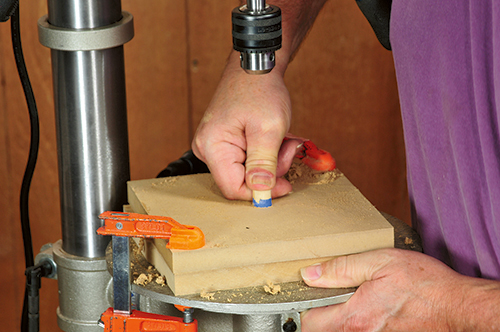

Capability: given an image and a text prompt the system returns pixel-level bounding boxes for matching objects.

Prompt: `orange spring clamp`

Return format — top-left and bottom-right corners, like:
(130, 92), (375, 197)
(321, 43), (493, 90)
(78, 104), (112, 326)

(284, 137), (336, 172)
(97, 211), (205, 250)
(99, 308), (198, 332)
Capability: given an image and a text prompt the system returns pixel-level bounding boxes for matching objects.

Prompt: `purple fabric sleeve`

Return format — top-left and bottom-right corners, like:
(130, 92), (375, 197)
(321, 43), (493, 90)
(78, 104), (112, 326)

(390, 0), (500, 280)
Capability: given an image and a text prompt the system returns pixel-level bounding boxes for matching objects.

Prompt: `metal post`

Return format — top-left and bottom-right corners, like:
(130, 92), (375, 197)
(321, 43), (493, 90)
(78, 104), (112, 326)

(48, 0), (130, 258)
(38, 0), (134, 332)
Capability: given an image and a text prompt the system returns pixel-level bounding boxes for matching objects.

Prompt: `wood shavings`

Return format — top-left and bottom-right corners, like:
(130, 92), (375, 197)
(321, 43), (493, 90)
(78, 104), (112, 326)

(155, 276), (166, 286)
(200, 291), (215, 300)
(264, 281), (281, 295)
(134, 266), (166, 286)
(134, 273), (148, 286)
(135, 239), (146, 255)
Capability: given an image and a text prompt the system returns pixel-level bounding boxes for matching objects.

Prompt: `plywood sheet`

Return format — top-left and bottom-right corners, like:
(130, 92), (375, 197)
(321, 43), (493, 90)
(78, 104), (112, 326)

(128, 173), (393, 295)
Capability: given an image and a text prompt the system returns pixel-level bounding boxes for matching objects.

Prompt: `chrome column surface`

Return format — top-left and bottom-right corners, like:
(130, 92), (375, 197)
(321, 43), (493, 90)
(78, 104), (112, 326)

(48, 0), (130, 258)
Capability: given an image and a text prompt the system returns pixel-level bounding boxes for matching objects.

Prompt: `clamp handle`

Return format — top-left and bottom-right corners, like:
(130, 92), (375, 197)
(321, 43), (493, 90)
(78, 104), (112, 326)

(97, 211), (205, 250)
(99, 308), (198, 332)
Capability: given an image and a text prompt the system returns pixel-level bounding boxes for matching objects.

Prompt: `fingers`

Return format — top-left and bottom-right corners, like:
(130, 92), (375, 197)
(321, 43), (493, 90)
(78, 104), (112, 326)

(300, 304), (343, 332)
(245, 119), (286, 190)
(301, 250), (391, 288)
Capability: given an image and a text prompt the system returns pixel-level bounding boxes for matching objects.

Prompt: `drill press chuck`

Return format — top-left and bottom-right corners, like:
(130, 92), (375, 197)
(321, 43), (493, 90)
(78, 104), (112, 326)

(232, 1), (281, 74)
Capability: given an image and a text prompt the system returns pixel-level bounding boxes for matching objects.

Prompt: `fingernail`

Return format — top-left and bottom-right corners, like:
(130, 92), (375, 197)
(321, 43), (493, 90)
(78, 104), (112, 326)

(250, 172), (273, 187)
(300, 263), (322, 281)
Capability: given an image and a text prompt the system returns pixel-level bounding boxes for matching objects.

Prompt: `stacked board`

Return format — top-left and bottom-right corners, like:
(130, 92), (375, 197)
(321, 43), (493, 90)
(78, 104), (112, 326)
-=-=-
→ Set exercise
Reproduce all of the material above without the pictures, switching every "Return format" to "Output format" and changing nothing else.

→ Result of this exercise
Capability: given an image and a text prompt the system returns pixel-level bounding boxes for matching objects.

Prompt: `orange spring clamp`

Output format — top-left and bottom-right corners, like:
(130, 92), (375, 197)
(321, 43), (493, 90)
(78, 104), (112, 326)

(284, 137), (336, 172)
(97, 211), (205, 250)
(99, 308), (198, 332)
Capability: given an image and a text prompt the system returns pixel-level bounding boxes for matching objects.

Prompt: `purple fabric sleeve`

Output format — top-left and bottom-right corners, like:
(130, 92), (375, 197)
(321, 43), (493, 90)
(78, 104), (112, 326)

(390, 0), (500, 280)
Capability: given an image and a text prompt the system returns pixel-level bounding boxes for matching objects.

Prompt: `metal post`

Output format — top-left and bottom-right corners, like:
(130, 92), (375, 197)
(321, 43), (493, 90)
(78, 104), (112, 326)

(48, 0), (130, 258)
(38, 0), (134, 332)
Capability: given an image and a text prompt the system returns pixel-level bounding boxes for matching objects.

Prompt: `wood shavings`

Output format — top-left and bottom-right corners, like:
(130, 92), (375, 197)
(321, 43), (493, 90)
(78, 104), (112, 326)

(155, 276), (166, 286)
(200, 291), (215, 300)
(264, 281), (281, 295)
(134, 266), (166, 286)
(134, 273), (148, 286)
(135, 239), (146, 255)
Capability: given an image and a text prompt the system returns pixel-level bounding boxes for matching objects.

Prompt: `plywood sheet`

Output format — top-left and bottom-right corners, like:
(130, 92), (375, 197)
(321, 43), (493, 90)
(78, 104), (112, 326)

(128, 173), (393, 295)
Capability: given an image and a text prompt the system returns pixel-level bounding boxes for matching objects.

Prompt: `chrome column surface`

Output format — top-left and bottom-right corners, like:
(130, 92), (375, 197)
(321, 43), (493, 90)
(78, 104), (112, 326)

(48, 0), (130, 258)
Capability: given an image and a text prompt the system returns pixel-level bounding boxes for matching objects.

Prompt: `clamp handle`

Output format — top-left and bottom-right corners, like:
(130, 92), (375, 197)
(321, 43), (493, 90)
(78, 104), (112, 326)

(97, 211), (205, 250)
(99, 308), (198, 332)
Capability: given an image and a text prompt the system returns pixel-level bounding boxes for matching objects.

Prompt: `fingers`

Output format — top-left and bottom-right corners, like:
(130, 92), (375, 197)
(321, 43), (493, 90)
(78, 104), (112, 326)

(300, 304), (343, 332)
(245, 119), (286, 190)
(301, 250), (391, 288)
Capability: given an image and a text prompt the system returns pixel-level bounding boxes for matching objects.

Prompt: `drill press chuck`

Output format — top-left and bottom-right corners, like:
(130, 92), (375, 197)
(321, 43), (493, 90)
(78, 104), (112, 326)

(232, 1), (281, 74)
Capability: given an image and a text prompt the system returns pixel-level bounding boxes for matching objects.

Prompt: `fingernail`

Output format — top-left and bottom-right corners, like:
(130, 92), (375, 197)
(321, 43), (493, 90)
(78, 104), (112, 326)

(250, 172), (273, 187)
(300, 263), (322, 281)
Capability: given an image and a text prompt the system returns pixel-level bounding boxes for matching objects.

Prompt: `stacked board`

Output format — top-left and bottom-right corners, like:
(130, 92), (375, 197)
(321, 43), (493, 90)
(78, 104), (112, 326)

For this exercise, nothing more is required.